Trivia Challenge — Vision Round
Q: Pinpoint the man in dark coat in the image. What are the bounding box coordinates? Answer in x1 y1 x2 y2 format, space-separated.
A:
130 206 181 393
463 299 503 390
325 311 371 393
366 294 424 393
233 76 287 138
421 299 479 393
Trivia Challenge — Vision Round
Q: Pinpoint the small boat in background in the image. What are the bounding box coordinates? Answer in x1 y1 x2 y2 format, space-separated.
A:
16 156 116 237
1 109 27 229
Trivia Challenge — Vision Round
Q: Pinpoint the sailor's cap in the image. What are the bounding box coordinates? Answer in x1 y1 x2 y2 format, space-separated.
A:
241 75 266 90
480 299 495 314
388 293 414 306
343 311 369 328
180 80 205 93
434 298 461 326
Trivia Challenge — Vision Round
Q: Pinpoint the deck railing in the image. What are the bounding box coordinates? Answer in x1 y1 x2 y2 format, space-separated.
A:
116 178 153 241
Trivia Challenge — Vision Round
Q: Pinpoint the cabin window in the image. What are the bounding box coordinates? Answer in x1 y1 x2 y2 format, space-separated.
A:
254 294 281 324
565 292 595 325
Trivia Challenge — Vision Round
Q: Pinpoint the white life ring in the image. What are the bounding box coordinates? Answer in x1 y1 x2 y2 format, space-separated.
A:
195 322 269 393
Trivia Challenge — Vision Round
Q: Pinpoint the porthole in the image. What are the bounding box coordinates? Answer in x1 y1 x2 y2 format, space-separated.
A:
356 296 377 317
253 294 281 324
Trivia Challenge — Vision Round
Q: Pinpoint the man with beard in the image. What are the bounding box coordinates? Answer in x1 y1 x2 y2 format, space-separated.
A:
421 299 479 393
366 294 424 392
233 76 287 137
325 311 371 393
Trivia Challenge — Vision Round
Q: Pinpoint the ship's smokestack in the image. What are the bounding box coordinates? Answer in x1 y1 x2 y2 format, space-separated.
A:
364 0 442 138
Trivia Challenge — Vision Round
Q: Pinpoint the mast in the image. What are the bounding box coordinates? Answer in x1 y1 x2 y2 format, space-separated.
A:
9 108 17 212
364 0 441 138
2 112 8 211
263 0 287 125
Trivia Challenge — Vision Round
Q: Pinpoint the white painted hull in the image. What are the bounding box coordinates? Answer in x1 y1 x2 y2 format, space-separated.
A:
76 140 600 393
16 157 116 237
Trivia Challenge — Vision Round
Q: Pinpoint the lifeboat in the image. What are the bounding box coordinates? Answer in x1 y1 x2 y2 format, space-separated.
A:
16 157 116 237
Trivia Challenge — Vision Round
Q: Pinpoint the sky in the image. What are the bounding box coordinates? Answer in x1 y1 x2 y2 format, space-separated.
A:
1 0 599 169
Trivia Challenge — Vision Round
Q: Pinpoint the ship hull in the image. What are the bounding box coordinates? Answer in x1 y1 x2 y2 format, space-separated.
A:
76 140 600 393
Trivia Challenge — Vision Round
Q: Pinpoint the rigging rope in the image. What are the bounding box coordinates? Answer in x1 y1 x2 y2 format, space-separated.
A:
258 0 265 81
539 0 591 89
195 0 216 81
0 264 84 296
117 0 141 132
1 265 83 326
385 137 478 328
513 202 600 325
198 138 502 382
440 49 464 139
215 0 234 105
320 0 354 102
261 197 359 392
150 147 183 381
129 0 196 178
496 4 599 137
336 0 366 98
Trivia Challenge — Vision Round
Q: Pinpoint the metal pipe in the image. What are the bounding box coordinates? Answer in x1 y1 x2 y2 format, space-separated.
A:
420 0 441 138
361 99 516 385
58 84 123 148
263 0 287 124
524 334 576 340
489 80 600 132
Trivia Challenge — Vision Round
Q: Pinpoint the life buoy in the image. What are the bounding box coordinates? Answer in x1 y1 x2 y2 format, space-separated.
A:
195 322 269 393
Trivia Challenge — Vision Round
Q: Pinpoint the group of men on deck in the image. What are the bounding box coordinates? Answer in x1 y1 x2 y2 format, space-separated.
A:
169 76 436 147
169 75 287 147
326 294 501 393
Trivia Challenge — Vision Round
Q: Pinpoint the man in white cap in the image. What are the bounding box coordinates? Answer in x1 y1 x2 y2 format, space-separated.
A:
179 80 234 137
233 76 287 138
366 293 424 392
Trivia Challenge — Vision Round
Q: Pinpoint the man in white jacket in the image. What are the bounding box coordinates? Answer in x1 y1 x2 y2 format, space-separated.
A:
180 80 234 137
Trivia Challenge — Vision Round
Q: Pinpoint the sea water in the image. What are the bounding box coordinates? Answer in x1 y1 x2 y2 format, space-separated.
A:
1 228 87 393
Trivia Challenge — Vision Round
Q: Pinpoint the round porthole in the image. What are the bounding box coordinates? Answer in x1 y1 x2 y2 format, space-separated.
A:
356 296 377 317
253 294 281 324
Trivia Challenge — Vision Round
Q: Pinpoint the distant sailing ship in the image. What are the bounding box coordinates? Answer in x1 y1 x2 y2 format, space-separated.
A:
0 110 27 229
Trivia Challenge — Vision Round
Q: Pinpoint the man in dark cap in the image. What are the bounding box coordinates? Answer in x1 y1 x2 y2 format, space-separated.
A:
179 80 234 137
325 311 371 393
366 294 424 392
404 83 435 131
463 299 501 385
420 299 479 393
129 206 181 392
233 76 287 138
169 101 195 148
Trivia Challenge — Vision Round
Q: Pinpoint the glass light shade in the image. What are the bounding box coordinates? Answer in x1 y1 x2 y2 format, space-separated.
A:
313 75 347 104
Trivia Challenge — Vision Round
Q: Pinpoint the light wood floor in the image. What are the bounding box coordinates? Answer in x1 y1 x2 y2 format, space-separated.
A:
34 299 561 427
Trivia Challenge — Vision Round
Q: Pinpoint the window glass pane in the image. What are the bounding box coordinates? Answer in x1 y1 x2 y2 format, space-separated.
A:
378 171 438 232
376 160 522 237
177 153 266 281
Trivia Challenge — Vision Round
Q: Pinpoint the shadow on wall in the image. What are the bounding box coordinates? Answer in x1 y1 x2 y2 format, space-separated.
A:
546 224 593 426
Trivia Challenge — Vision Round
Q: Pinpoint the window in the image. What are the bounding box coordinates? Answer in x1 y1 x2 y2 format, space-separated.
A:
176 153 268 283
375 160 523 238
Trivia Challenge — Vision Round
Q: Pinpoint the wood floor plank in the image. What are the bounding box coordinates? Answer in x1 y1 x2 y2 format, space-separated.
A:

- Requirement -
The entries are to be transcribed exactly, each line in full.

- Reply to the task -
Trivia Challenge — Vision Round
Q: Pinpoint the man in dark coat in the image. What are the bounding box coordinates? Answer in x1 y1 x2 y2 format, space-separated.
A:
130 206 181 393
463 299 503 390
325 311 371 393
366 294 424 393
233 76 287 138
421 299 479 393
Trivia Challenge — Vision Round
Q: Pinpoint the small boat in background in the image. What are the bounding box coordinates? Answer in x1 y1 x2 y2 format, space-separated.
A:
16 156 116 237
1 109 27 229
Trivia Challenge — Vision Round
Q: Pinpoint the sailor's cap in the image. What are the bounding box coordinates? Answer in x1 y1 x2 y2 format, space-separated.
A:
241 75 266 90
480 299 495 314
388 293 414 306
343 311 369 328
180 80 205 93
434 298 461 326
Trivia Challenge — Vision Round
Q: Pinpoint the deck railing in the image. What are the bounding box coordinates? Answer in x1 y1 x2 y2 format, space-separated.
A:
116 178 153 241
Trivia Challenge — Vision Round
Q: Pinpoint the cabin window in the image. What are the bounding box coordinates? Answer in x1 y1 x2 y2 format, space-separated.
A:
254 294 281 324
565 292 595 325
Trivia Challenge — Vision Round
Q: Pinpoint the white life ring in the image. What are the bounding box coordinates? Answer in x1 y1 x2 y2 format, space-separated.
A:
195 322 269 393
Trivia Challenge — Vision Round
Q: Pinpoint the porthole in the image. What are the bounding box coordinates? Answer in x1 y1 x2 y2 format, space-separated.
A:
356 296 377 317
253 294 281 324
Trivia Challenge — Vision Round
Q: Pinpoint the man with beard in the image. What are the bounding box coordinates? Answer in x1 y1 x2 y2 format, space-separated.
A:
421 299 479 393
366 294 424 392
233 76 287 137
325 311 371 393
Trivia Challenge — Vision Round
Q: Pinpoint the ship's smokestack in the image. What are the bounding box coordinates? Answer in x1 y1 x2 y2 format, space-separated.
A:
364 0 442 138
Trivia Challenge — Vision Round
Q: Pinpoint the mast in the image. What are the bounding box coordinates? Answer in x1 y1 x2 y2 format, space-separated.
A:
9 108 17 212
364 0 441 138
2 112 8 211
263 0 287 125
Trivia Challenge — Vision Round
Q: Pinpoint the white painted hull in the image. What are the bounding box coordinates? Answer in x1 y1 x2 y2 format, space-separated.
A:
76 140 600 393
16 157 116 237
Trivia Challenge — Vision Round
Q: Pinpoint the lifeboat in the image. What are the bounding box coordinates? Answer in x1 y1 x2 y2 format, space-separated.
A:
16 157 116 237
Trivia Challenge — Vision Round
Q: Pinpoint the sky in the image. What are the bounding box coordinates? Answer in x1 y1 x2 y2 format, space-separated.
A:
1 0 599 169
Trivia Challenge — Vision Round
Q: Pinpoint the ship hull in the image. What are the bounding box coordinates? Answer in x1 y1 x2 y2 format, space-separated.
A:
76 140 600 393
Trivia Challenge — Vision Round
Q: Pinpoint the rigging rope in the image. What are the bounding box coordinates? Answer in x1 y1 x2 y2 format, space-separated.
A:
258 0 265 81
539 0 591 89
195 0 216 81
0 264 84 296
117 0 141 132
1 265 83 326
385 137 478 328
513 202 600 325
198 138 502 382
440 49 464 139
215 0 234 105
320 0 354 102
261 197 359 392
150 147 183 381
129 0 196 178
496 4 599 137
336 0 366 98
Trivia Challenge — Vision Round
Q: Pinpoint the metal pipe in the image. What are the bounding box coordinates? Answer in x1 y1 x2 y2 format, space-separated.
A:
420 0 441 138
361 99 516 385
58 84 123 148
263 0 287 124
524 334 576 340
489 80 600 132
Trivia Challenge — Vision Round
Q: Pinpoint the life buoy in the image. What are the bounding box coordinates? Answer in x1 y1 x2 y2 format, space-separated.
A:
195 322 269 393
Trivia Challenge — Vision Round
Q: Pinpoint the group of men on deck in the image. What are the bounding box coordinates? Answer in x1 y1 x2 y2 format, space-separated.
A:
169 76 436 147
169 75 287 147
326 294 501 393
Trivia Challenge — Vision Round
Q: Pinpoint the man in white cap in the image. What are the bounding box coordinates? Answer in x1 y1 x2 y2 format, space-separated.
A:
179 80 234 137
233 76 287 138
366 293 424 392
Trivia Challenge — Vision Round
Q: Pinpoint the man in white jacket in the image. What are the bounding box coordinates? Answer in x1 y1 x2 y2 format, space-separated.
A:
180 80 234 137
Trivia Challenge — Vision Round
Q: Pinpoint the sea water in the image. What are the bounding box coordinates? Answer in x1 y1 x2 y2 format, space-separated.
A:
1 228 87 393
Trivia Challenge — Vision Round
Q: Pinpoint the round porthole in the image. What are the bounding box coordinates? Answer in x1 y1 x2 y2 format, space-separated.
A:
356 296 377 317
253 294 281 324
Trivia Challenge — Vision Round
Q: Pinpoint the distant sailing ship in the image. What are the bounding box coordinates? Answer in x1 y1 x2 y2 format, space-separated.
A:
0 110 27 229
Trivia Challenge — Vision Round
Q: Pinpoint the man in dark cap in the image. What are the bounding box coordinates? Answer in x1 y1 x2 y2 format, space-separated.
A:
179 80 234 137
325 311 371 393
366 294 424 392
404 83 435 131
463 299 501 385
420 299 479 393
129 206 181 392
233 76 287 138
169 101 195 148
Trivia Challenge — Vision Round
Q: Pinpoint the glass light shade in the image. What are the bounding box coordinates? Answer in x1 y1 x2 y2 format, space-separated.
A:
313 75 347 104
Trivia Challenge — Vision Round
Q: Pinpoint the light wood floor in the image. What are the bounding box coordinates? Answer in x1 y1 x2 y2 format, space-separated.
A:
34 299 561 427
Trivia Challenge — Vision Round
Q: Pinpoint the window glass pane in the image. What are the bounding box coordinates? Answer in x1 y1 x2 y2 format, space-separated.
A:
378 171 438 232
376 160 522 237
177 153 266 281
Trivia Challenge — Vision Round
Q: Pinpoint the shadow on wall in the image. What are the bounding box coordinates? Answer in x1 y1 x2 y2 format, space-separated.
A:
546 224 593 426
Trivia Challenge — Vision Round
Q: Pinpoint the window in the image. What are the bounding box coordinates? Answer in x1 y1 x2 y2 format, space-separated.
A:
176 153 268 283
375 160 523 238
Trivia Challenge — Vision Round
Q: Pinpoint the wood floor plank in the image. What are the bounding box coordinates? Answer in x1 y1 x2 y2 format, space-separated.
A:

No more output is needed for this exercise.